Rumusan Soal =
Sunting seluruh catatan di bawah dengan mengganti setiap "umpire" menjadi "referee" tanpa mengubah bagian lain. Tulis ulang hasilnya tanpa menyertakan gambar.
....
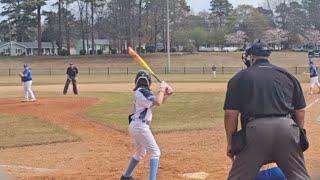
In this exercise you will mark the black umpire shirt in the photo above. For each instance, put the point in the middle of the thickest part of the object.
(72, 72)
(264, 90)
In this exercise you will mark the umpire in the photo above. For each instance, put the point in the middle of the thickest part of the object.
(266, 97)
(72, 72)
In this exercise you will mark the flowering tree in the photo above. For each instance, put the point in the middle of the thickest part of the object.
(312, 37)
(237, 38)
(275, 36)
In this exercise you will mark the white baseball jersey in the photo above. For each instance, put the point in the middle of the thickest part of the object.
(142, 104)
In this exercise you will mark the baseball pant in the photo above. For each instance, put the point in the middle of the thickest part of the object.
(74, 84)
(28, 93)
(143, 140)
(314, 81)
(270, 140)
....
Jawaban Latihan =
In this exercise you will mark the black referee shirt in the photo above. For each instance, put the point in the middle of the thickest part of the object.
(72, 72)
(264, 90)
In this exercise you will mark the referee in the photo above. For each instance, put the point in the middle of the thickest part of the object.
(266, 97)
(72, 72)
In this exercise you will mark the flowering tree in the photo above. For each instance, put the point in the middle of the thickest part of the object.
(312, 37)
(237, 38)
(275, 36)
In this exercise you will mark the white baseball jersey in the photo above. For each instance, put the point in the middle of the thickest part of the object.
(142, 104)
In this exercise you will mark the baseball pant in the photo above. For each instance, put the point in the middle of the thickest part of the object.
(74, 84)
(28, 93)
(143, 140)
(314, 81)
(270, 140)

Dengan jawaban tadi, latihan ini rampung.